= 3rd Central Leading Organisation of the Chinese Communist Party =

4th electoral term of the Central Bureau of the Chinese Communist Party

The 3rd Central Leading Organisation of the Chinese Communist Party (CCP) was elected by the 3rd Central Executive Committee (CEC) of the CCP in the aftermath of the party's 3rd National Congress. The term "Central Leading Organisation" encompasses all executive and work organs elected by the Central Executive Committee, and in this instance, means the Central Bureau and the Politburo elected by the 3rd CEC. This electoral term was succeeded by the 4th Central Bureau in 1925, in which the Politburo was discontinued.

GIVEN MATERIAL:
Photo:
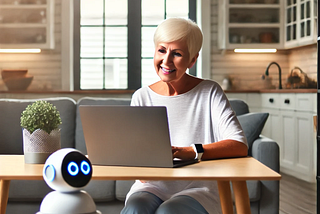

GIVEN PROBLEM: From the text on the 3rd Central Leading Organisation, list every body of the Chinese Communist Party that it names, giving each only once and without ordinal numbers.

FULL RESPONSE:
- Central Leading Organisation
- Central Executive Committee (CEC)
- National Congress
- Central Bureau
- Politburo